# TASKS TO PERFORM:
1: In the protest account, where had Antonio Martin been shot and killed?
2: Please say whether each statement agrees with the protest account: (a) The police line blocking the parking lot was forty or fifty cops long. (b) Around 2,000 people were present. (c) The cop facing the young person who yelled "You'll shoot me, but you won't look at me" held eye contact with that person.

# TEXT:
A line forty or fifty cops long blocked the Mobil parking lot in Berkeley, MO where Antonio Martin had been shot and killed several hours earlier. It was chilling to see his body still lying covered on the ground when we got there. The horror, loss and pain felt palpable watching his body placed on a stretcher and driven away, seeing his mother writhe and cry. Along with rage, I felt some sadness and despair at the seeming endlessness of cops killing people that I more often find I detach from.
For an hour or so after we arrived, various groups of people crowded around cops yelling and expressing their anger. Even as there were only around 200 people there, the police were unprepared and scared. They retreated fearfully at plastic water bottles thrown at them. The racial tensions were high between cops and people, but I did not experience it directed toward me. Black cops were often in front with white cops behind, and people yelled about black cops protecting them as if black cops were to be differentiated. People yelled at one particular black cop about what if it was his son and about how it was the holiday and so forth. I heard another black person yell that the black cop wasn’t black. It was clear to me that any yelling I would do should be reserved for white cops. One eerie interaction involved a young black person up in a cops face repeatedly yelling, “You’ll shoot me, but you won’t look at me” while the cop looked up, crazily darting his eyes back and forth or only looking down at his gloves, pulling them slightly on and off, never making eye contact.

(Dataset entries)

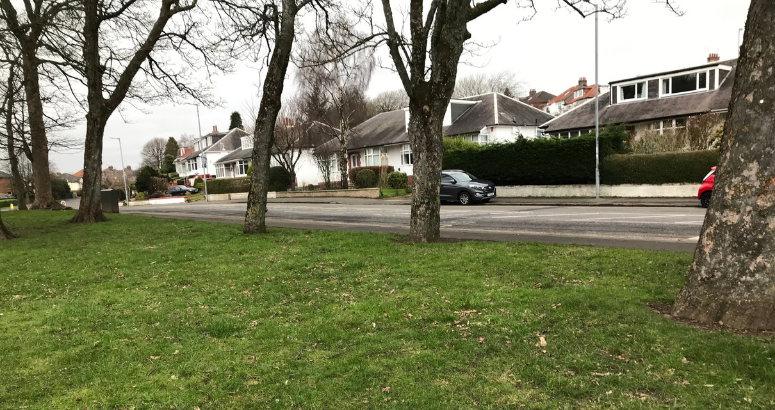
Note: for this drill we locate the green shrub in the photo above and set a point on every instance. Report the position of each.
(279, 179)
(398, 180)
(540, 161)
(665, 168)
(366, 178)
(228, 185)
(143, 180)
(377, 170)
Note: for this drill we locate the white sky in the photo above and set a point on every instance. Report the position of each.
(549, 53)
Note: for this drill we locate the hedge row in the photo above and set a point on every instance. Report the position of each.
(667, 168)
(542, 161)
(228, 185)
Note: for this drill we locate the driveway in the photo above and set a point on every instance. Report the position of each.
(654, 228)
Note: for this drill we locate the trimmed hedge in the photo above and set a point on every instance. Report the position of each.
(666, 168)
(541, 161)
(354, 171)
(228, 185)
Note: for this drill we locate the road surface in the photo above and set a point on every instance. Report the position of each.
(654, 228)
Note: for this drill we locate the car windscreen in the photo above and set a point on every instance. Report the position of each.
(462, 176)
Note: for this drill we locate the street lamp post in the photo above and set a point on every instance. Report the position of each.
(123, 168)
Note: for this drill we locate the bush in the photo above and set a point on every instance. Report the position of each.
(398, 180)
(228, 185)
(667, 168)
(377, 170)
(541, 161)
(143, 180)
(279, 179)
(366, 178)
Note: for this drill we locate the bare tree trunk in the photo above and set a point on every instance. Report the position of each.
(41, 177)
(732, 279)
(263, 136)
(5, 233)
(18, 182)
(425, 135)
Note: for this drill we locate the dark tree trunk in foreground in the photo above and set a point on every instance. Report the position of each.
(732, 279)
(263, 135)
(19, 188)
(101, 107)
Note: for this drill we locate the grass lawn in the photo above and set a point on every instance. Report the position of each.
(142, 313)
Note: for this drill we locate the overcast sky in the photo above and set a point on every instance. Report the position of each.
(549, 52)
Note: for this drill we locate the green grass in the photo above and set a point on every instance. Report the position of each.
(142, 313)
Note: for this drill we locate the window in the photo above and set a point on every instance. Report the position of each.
==
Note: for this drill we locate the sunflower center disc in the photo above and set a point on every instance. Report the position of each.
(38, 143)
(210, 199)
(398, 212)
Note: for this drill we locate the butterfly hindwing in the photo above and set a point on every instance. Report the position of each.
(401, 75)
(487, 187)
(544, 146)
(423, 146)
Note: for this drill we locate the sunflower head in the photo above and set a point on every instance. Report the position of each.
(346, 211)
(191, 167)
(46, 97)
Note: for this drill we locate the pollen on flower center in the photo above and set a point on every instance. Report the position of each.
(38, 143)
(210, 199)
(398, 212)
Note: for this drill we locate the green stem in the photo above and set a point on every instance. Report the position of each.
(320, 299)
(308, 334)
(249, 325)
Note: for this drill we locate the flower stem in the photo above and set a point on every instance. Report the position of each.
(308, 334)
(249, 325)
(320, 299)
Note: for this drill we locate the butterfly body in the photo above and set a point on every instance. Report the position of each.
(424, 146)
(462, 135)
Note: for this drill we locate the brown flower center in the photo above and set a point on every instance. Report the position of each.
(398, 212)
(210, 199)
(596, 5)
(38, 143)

# SOLUTIONS TO THE TASKS:
1: In the Mobil parking lot in Berkeley, MO.

2:
(a) Yes: "A line forty or fifty cops long blocked the Mobil parking lot"
(b) No: "there were only around 200 people there"
(c) No: "never making eye contact"